> WHAT YOU ARE ASKED TO DO
Recast the rows below as a numbered list, starting at the line that contains "Target: potted herb plant" and continuing through the end of the rows, omitting any blank lines.

> Object point labels
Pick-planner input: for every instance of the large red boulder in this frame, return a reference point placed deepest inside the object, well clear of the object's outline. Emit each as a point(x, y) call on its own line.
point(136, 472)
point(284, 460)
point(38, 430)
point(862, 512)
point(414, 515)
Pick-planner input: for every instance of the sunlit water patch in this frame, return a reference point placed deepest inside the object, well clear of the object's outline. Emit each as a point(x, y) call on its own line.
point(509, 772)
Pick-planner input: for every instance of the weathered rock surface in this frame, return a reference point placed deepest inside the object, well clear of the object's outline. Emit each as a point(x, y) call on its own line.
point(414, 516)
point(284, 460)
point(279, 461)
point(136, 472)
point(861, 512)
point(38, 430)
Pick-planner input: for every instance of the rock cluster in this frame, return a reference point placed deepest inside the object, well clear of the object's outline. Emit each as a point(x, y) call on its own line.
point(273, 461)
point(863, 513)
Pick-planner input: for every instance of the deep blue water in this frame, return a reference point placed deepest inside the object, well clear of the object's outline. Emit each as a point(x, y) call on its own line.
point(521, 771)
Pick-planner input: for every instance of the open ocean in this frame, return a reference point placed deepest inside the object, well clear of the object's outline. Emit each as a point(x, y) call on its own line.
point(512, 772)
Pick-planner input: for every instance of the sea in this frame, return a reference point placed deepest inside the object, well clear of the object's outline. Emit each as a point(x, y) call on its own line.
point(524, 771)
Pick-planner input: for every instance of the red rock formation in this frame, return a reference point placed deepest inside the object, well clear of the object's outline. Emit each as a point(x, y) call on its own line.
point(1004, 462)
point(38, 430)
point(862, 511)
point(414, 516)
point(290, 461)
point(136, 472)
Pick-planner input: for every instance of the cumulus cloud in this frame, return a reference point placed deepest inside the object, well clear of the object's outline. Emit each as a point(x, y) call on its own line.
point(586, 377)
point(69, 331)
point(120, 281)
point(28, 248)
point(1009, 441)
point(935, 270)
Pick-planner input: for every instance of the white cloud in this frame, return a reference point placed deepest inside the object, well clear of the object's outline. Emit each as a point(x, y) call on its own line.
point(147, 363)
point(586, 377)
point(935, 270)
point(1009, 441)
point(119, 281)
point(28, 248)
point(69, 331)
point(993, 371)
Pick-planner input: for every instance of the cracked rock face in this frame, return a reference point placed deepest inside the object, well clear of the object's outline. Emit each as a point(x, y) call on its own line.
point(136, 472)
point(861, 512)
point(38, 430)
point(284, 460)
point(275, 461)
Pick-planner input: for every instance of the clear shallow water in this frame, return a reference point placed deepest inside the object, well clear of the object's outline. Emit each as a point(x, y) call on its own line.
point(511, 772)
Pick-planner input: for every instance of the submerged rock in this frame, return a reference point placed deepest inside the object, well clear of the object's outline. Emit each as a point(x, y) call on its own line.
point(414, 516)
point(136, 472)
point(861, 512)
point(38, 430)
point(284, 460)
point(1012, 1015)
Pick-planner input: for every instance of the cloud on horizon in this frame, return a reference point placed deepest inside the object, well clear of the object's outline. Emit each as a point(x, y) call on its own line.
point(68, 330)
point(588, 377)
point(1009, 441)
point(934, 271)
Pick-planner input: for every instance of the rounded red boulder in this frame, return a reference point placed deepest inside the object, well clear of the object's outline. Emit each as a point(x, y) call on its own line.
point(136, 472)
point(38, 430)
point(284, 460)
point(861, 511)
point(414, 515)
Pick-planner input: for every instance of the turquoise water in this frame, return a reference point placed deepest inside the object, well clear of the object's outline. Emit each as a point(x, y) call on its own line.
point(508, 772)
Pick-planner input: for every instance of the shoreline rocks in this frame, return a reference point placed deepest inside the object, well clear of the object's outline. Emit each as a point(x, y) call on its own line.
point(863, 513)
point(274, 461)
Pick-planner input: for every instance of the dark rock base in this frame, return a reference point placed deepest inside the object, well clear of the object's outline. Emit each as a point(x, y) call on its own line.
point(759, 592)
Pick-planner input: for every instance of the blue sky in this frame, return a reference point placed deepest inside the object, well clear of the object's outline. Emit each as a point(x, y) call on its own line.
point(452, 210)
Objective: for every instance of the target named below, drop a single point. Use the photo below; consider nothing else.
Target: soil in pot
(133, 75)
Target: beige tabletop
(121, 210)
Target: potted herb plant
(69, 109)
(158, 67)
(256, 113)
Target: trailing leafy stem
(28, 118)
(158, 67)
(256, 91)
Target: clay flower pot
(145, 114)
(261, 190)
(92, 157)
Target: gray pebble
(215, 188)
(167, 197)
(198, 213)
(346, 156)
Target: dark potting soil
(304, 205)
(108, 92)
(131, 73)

> REPLY
1. Target: potted herb plant
2. (69, 109)
3. (158, 67)
4. (256, 113)
5. Target: trailing leafy stem
6. (28, 118)
7. (158, 67)
8. (256, 91)
9. Target: clay flower pot
10. (145, 114)
11. (261, 190)
12. (92, 157)
13. Target: gray pebble
14. (215, 188)
15. (167, 197)
16. (198, 213)
17. (346, 156)
18. Target: dark potting soil
19. (304, 205)
20. (108, 92)
21. (131, 73)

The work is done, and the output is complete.